──────── Records supplied ────────
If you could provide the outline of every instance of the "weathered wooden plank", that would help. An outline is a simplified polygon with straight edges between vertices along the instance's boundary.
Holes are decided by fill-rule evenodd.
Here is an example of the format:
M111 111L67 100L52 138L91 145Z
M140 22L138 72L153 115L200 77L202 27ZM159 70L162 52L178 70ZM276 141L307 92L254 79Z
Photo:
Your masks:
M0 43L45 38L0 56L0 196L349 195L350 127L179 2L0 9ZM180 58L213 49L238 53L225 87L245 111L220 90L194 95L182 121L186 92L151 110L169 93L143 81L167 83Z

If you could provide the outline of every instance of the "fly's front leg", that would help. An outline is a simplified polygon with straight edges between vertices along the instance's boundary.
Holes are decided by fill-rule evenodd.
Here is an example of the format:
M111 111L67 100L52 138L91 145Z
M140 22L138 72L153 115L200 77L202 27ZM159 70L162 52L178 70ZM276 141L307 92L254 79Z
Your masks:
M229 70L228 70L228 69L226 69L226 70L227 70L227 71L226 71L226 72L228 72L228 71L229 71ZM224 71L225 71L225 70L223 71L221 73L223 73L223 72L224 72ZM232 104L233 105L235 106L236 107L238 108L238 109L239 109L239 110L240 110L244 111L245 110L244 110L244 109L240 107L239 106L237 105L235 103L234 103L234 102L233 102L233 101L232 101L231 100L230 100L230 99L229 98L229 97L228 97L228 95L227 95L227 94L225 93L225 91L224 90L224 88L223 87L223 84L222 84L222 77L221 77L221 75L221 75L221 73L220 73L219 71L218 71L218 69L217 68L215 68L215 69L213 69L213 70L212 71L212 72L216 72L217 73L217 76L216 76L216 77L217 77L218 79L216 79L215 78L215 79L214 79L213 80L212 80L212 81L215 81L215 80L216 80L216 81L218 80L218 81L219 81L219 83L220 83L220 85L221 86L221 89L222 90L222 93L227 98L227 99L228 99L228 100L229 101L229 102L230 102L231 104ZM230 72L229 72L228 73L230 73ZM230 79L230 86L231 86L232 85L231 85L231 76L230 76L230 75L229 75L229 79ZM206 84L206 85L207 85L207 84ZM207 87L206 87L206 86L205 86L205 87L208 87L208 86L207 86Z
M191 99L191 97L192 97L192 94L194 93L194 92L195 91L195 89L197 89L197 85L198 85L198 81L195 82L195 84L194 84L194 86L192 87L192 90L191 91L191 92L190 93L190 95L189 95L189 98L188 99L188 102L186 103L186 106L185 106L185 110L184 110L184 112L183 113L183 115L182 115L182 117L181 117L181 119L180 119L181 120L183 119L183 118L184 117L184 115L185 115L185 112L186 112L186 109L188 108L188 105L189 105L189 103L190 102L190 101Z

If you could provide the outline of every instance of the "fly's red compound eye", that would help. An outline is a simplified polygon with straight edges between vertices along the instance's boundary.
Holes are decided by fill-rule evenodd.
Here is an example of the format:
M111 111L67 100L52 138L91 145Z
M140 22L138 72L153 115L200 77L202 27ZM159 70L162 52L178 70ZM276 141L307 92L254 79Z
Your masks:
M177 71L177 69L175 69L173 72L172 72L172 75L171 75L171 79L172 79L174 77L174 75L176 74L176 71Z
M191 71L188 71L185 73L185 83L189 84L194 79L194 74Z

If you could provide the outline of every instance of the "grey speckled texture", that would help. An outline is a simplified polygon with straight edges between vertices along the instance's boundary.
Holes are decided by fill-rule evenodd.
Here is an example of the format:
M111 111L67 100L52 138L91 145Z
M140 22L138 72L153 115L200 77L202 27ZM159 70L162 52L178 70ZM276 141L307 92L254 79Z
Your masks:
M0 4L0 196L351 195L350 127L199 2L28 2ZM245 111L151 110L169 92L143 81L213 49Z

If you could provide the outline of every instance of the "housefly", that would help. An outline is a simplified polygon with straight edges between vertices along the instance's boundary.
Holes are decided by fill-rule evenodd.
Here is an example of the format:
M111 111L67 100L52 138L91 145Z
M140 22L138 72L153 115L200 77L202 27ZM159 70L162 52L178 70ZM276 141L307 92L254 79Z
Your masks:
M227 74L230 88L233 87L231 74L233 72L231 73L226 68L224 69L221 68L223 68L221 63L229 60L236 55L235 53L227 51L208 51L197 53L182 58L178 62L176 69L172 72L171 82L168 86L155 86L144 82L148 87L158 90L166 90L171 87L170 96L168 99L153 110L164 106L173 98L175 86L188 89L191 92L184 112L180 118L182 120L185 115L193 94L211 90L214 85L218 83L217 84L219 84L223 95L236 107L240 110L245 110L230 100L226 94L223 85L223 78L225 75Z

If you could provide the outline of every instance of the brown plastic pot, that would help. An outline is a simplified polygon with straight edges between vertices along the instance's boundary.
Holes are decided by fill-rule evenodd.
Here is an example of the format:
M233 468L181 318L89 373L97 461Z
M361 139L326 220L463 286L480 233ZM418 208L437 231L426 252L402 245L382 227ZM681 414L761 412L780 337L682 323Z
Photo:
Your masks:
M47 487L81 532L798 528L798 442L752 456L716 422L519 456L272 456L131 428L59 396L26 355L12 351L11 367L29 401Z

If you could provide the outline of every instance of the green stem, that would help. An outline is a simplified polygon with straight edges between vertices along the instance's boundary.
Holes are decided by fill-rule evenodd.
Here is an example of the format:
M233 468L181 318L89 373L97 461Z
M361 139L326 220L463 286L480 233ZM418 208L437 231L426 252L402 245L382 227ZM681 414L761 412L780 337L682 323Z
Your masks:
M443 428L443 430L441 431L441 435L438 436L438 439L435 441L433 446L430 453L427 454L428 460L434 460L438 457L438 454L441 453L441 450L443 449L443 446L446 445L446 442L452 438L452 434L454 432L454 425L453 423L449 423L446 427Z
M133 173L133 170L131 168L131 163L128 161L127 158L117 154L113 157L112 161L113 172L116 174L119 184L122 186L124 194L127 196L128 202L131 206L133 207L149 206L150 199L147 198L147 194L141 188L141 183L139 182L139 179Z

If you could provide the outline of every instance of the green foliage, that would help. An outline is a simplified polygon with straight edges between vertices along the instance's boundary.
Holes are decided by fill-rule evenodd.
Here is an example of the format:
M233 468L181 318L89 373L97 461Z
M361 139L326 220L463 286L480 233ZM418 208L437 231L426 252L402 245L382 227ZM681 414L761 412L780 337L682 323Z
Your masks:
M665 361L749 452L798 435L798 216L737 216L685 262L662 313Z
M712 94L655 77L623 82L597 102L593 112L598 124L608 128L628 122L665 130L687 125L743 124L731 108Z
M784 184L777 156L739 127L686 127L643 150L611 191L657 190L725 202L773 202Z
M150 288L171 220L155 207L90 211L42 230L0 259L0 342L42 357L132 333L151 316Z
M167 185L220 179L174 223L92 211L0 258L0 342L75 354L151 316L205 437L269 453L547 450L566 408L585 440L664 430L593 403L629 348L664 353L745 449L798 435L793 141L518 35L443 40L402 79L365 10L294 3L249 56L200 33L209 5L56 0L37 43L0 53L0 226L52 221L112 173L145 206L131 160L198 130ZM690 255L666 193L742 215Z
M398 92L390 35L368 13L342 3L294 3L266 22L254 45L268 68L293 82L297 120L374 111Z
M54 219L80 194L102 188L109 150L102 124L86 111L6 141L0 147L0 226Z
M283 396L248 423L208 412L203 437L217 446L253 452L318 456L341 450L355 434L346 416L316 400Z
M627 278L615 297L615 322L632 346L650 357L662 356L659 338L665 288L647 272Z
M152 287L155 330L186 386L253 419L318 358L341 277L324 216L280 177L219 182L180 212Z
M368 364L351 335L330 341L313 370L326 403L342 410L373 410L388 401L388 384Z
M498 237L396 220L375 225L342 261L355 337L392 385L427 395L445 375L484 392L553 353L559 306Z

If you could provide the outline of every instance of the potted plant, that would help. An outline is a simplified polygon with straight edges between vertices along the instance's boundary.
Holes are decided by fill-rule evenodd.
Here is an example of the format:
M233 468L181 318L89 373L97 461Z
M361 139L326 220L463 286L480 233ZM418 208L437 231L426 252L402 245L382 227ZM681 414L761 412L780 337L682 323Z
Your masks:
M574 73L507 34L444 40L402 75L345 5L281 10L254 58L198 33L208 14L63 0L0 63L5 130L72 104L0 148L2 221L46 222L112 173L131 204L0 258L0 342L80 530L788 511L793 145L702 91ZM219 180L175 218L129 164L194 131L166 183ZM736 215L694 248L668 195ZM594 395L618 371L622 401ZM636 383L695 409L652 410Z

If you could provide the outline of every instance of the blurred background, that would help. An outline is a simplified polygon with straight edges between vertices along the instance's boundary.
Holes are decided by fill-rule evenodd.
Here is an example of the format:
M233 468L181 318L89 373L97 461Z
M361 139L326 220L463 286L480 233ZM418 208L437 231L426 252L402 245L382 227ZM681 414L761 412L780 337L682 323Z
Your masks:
────────
> _Task requirements_:
Put the part of the data above that opens with the line containing "of the brown" and closes with the line containing "M47 487L81 532L798" into a JSON list of strings. Use one string per line, include both end lines, and leave out any blank lines.

> _Completed exercise_:
[
  "If you could provide the outline of every instance of the brown plastic pot, that would help. An outline is a simplified polygon with straight edges between vertices along the instance's boundary.",
  "Holes are decided by fill-rule evenodd.",
  "Here is an example of the format:",
  "M233 468L181 318L89 373L97 461Z",
  "M361 139L326 220L463 286L480 233ZM418 208L437 231L426 252L402 245L382 227ZM681 414L761 412L780 337L682 323Z",
  "Photo:",
  "Your masks:",
  "M47 487L81 532L798 528L798 442L752 456L716 422L519 456L272 456L131 428L59 396L26 355L12 351L11 367L29 401Z"
]